=== Source records ===
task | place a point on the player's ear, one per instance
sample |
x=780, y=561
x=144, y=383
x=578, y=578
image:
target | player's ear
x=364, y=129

=== Set exercise ===
Reproduce the records above word for word.

=== Written solution ===
task | place a point on the player's ear, one per instance
sample |
x=780, y=561
x=144, y=383
x=578, y=578
image:
target | player's ear
x=364, y=129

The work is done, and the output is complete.